[Problem requirements]: Resize the records from the line containing "booklet and place a point on every instance?" through the end of the records, inclusive. Reproduce every line in that span, requests included, and multiply each coordinate in the answers by 1.4, rounding to whole numbers with halves rounded up; give only these lines.

[Information shown]:
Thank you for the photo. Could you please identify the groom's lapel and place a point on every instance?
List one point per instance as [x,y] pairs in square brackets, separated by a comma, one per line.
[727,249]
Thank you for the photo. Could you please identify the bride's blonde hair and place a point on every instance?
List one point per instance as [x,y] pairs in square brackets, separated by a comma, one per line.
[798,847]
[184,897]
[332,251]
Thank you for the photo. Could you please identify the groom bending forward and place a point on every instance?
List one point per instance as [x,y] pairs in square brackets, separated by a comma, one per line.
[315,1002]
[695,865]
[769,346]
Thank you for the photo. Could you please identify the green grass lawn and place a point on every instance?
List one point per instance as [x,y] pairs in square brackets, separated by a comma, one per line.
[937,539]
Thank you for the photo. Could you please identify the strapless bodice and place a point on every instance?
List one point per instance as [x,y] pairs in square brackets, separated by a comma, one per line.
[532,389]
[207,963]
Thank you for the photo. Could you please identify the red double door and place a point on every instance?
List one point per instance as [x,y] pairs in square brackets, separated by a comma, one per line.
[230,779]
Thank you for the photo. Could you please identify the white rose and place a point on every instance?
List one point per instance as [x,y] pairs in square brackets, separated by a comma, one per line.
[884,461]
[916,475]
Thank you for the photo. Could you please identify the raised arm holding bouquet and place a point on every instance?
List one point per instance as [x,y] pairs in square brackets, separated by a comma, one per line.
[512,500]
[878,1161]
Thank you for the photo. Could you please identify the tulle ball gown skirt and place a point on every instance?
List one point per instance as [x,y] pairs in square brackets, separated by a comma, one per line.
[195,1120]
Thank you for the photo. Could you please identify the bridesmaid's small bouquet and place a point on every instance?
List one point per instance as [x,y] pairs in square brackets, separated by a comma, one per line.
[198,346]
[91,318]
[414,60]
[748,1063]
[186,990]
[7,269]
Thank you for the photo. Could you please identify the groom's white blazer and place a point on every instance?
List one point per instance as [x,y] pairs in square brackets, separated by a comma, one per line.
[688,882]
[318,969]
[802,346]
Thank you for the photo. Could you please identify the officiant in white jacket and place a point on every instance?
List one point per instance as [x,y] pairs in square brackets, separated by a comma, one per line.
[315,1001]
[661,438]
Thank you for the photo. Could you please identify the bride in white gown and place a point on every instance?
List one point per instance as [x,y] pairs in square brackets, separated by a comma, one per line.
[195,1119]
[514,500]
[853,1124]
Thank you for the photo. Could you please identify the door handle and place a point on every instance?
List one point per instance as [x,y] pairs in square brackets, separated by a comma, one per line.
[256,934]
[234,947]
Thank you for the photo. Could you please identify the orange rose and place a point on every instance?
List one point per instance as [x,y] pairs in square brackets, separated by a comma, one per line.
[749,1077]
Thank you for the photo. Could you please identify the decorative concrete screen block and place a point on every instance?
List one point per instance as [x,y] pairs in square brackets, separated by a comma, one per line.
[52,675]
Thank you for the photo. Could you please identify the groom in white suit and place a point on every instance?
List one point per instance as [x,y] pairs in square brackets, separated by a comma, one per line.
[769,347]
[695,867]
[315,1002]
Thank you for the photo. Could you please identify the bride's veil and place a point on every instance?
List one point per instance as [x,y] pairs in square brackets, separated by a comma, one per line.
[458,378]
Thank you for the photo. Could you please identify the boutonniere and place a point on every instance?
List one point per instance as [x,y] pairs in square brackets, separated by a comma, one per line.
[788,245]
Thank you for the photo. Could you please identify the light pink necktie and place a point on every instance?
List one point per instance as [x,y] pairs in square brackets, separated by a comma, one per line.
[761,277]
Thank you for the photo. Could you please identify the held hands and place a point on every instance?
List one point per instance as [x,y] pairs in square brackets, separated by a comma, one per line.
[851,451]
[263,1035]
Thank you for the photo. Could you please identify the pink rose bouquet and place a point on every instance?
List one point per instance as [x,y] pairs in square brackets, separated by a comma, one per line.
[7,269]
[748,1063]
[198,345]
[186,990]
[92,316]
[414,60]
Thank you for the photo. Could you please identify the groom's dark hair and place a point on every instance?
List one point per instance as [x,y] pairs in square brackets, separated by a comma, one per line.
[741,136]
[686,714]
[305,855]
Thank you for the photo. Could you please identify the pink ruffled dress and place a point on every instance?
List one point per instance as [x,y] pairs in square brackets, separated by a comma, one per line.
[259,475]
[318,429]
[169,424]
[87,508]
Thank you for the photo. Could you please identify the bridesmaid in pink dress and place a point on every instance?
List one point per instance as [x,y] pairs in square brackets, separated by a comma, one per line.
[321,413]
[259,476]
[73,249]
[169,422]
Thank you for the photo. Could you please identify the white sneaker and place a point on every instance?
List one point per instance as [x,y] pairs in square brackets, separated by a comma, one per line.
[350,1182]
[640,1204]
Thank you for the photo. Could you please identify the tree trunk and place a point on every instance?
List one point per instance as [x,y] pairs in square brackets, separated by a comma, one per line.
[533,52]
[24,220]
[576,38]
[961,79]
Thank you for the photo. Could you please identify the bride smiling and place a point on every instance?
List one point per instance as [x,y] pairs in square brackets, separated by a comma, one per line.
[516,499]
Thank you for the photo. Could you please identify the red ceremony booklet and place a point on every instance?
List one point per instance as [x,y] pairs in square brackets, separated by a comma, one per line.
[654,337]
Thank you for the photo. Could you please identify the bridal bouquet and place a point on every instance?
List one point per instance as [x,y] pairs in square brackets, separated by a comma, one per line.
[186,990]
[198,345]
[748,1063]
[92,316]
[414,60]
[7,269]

[Full output]:
Thank you for the photo. Could you please identify the red ceremony booklet and place a point on every instance?
List one point per instance as [x,y] pairs in square brackets, separated by a comma, one per line.
[916,472]
Thank you for the photo. Could you please identify the bridal bouquet and place a point on every instance?
List one point per instance as [x,y] pairs in square brackets, separated by a comma, one per line.
[260,1386]
[277,483]
[1047,1488]
[129,442]
[580,84]
[10,377]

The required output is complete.